Problem details = In the passage on the Soviet Five-Year Plans, what was Nazi Germany's Four Year Plan designed to do?

Selected excerpt =
## Begin

Five-Year Plans For The National Economy Of The Soviet Union
The Five-Year Plans for the National Economy of the Soviet Union (USSR) (Russian: пятилетка, Pyatiletka) were a series of nation-wide centralized economic plans in the Soviet Union. The plans were developed by a state planning committee based on the Theory of Productive Forces that was part of the general guidelines of the Communist Party for economic development. Fulfilling the plan became the watchword of Soviet bureaucracy. (See Overview of the Soviet economic planning process) The same method of planning was also adopted by most other communist states, including the People's Republic of China. In addition, several capitalist states have emulated the concept of central planning, though in the context of a market economy, by setting integrated economic goals for a finite period of time. Thus are found "Seven-year Plans" and "Twelve-Year Plans". Nazi Germany emulated the practice in its Four Year Plan designed to bring Germany to war-readiness.

## End

Extracted information =
## Begin

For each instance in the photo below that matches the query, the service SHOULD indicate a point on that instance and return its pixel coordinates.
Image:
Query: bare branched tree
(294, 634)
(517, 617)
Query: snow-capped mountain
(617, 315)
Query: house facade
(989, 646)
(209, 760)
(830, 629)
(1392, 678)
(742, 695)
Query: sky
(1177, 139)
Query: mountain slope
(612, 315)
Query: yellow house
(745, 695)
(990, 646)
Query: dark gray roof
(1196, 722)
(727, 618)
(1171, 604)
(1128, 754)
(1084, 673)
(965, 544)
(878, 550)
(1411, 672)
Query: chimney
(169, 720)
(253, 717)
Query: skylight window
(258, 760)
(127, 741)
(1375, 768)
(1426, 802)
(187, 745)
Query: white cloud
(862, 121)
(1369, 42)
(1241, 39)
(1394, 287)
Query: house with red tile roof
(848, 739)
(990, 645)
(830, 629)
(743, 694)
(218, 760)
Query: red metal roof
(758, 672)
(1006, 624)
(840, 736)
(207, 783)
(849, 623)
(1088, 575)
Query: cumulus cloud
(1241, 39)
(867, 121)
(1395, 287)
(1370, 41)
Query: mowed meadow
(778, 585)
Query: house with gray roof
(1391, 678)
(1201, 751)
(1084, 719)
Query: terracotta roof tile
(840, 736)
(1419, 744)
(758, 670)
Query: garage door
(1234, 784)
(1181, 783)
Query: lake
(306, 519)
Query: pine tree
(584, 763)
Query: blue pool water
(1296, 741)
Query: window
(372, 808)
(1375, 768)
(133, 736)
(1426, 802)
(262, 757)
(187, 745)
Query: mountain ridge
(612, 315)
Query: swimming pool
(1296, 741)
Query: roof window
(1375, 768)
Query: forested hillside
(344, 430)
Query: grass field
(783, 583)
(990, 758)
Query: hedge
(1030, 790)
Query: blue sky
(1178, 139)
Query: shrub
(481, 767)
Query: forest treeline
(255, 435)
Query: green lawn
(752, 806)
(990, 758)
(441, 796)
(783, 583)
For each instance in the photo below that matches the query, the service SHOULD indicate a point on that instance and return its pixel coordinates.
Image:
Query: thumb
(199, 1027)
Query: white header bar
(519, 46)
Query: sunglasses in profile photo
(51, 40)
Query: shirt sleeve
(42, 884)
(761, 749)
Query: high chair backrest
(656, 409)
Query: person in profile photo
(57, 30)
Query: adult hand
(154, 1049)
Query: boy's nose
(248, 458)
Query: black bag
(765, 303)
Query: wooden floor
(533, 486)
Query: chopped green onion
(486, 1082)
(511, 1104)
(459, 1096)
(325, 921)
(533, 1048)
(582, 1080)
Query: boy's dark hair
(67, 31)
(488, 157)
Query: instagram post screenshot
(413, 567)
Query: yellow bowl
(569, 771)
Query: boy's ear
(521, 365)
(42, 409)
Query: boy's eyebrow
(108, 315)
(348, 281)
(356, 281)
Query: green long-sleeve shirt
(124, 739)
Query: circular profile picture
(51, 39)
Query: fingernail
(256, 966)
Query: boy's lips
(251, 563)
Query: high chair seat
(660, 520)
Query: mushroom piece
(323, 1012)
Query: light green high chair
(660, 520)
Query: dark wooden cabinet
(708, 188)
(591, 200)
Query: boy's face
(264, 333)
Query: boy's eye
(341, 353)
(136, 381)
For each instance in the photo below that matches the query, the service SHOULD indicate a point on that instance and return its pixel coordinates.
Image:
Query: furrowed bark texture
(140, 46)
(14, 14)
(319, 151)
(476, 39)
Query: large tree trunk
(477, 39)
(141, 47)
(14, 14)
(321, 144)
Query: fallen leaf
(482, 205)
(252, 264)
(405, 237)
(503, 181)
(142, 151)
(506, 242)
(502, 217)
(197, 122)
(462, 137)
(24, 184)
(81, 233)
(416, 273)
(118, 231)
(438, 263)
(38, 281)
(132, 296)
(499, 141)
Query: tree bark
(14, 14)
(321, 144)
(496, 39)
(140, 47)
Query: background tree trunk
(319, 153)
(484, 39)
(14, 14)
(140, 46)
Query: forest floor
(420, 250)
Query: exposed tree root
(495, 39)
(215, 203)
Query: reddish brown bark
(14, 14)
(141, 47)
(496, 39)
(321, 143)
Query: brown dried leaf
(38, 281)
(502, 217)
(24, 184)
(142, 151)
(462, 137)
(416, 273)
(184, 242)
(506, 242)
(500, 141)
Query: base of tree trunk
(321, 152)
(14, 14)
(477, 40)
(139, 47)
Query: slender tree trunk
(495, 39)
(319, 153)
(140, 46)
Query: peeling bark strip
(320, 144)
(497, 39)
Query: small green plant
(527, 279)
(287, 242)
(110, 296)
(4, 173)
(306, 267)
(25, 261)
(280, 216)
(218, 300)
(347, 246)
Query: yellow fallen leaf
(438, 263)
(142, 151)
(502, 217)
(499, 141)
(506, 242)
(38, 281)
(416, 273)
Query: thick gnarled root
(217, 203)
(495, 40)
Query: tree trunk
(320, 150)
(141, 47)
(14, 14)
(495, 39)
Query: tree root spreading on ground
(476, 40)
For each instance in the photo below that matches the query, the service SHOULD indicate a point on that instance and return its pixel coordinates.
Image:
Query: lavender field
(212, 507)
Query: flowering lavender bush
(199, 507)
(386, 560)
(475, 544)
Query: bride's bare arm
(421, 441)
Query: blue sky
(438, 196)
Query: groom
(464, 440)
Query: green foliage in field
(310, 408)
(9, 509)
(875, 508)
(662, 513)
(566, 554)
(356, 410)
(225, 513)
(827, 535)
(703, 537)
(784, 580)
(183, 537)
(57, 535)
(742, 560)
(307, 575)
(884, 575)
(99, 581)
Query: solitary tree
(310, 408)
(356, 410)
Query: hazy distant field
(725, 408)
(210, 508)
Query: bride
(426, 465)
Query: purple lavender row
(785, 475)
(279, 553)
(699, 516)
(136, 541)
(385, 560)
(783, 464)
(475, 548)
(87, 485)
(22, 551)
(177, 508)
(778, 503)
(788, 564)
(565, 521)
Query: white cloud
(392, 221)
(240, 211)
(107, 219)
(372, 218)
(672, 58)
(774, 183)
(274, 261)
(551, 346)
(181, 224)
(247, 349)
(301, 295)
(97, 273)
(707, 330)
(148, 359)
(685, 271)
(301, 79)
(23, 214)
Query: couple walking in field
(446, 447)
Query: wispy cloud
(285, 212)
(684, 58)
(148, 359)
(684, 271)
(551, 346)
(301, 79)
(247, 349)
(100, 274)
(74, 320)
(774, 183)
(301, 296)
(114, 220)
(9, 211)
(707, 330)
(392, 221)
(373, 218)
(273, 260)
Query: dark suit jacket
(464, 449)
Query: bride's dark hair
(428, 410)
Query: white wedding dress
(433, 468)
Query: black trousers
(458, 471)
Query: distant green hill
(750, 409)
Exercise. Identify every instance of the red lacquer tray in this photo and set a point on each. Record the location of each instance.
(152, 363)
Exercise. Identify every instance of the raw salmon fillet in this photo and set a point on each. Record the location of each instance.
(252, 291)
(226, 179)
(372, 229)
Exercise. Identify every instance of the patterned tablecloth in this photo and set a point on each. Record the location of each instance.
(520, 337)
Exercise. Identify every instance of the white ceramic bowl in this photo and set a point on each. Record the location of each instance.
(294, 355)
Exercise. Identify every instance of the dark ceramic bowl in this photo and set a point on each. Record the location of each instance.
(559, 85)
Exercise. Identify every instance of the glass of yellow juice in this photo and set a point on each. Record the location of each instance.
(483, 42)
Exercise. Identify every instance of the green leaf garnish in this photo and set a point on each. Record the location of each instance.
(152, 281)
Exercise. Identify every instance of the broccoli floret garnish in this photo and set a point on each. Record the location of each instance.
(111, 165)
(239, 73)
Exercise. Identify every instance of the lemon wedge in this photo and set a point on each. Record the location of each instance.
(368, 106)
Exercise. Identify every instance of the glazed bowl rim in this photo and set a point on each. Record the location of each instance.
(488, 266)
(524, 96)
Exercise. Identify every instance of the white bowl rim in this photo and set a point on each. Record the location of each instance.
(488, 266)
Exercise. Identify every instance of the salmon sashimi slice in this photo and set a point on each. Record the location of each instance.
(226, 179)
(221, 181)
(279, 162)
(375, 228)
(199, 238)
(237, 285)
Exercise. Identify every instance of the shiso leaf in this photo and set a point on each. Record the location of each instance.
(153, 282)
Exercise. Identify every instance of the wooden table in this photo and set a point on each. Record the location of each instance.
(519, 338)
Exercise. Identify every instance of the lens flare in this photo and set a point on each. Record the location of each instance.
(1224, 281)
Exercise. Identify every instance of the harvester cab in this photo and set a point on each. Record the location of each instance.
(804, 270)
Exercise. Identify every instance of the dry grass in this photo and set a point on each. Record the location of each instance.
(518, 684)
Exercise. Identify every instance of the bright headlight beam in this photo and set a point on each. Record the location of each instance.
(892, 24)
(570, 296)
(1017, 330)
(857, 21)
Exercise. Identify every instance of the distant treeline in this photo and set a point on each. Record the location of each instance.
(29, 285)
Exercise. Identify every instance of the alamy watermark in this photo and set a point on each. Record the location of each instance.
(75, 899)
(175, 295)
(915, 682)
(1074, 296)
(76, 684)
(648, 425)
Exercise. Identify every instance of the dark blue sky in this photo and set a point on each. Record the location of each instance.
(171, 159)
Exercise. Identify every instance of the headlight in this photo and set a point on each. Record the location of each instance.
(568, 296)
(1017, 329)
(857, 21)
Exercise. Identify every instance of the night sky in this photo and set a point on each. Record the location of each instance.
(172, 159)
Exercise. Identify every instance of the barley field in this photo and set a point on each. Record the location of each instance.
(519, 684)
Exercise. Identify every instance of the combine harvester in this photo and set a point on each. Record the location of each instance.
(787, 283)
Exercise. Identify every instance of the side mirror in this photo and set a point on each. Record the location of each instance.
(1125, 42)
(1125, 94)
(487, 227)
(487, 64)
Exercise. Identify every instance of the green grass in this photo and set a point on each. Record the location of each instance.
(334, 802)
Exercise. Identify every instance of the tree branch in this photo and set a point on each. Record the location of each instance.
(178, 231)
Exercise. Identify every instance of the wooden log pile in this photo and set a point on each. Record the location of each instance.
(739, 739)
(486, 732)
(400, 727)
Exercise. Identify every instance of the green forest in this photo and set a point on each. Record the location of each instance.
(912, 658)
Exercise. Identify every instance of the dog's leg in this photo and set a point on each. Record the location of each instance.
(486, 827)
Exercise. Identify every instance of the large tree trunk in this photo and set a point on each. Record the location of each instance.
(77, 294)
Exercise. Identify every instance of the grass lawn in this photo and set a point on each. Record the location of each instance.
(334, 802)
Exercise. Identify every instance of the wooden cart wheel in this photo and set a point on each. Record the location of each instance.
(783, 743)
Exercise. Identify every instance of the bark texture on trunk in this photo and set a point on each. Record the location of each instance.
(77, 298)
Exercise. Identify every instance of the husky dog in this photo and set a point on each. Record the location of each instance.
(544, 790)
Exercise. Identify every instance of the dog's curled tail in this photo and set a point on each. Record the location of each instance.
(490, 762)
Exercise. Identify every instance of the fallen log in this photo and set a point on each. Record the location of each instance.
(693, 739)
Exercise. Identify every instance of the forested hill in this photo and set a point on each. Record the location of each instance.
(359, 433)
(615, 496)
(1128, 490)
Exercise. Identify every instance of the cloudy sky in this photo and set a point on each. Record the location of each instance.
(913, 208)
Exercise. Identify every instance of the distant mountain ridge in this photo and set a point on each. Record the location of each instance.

## End

Completed exercise = It was designed to bring Germany to war-readiness.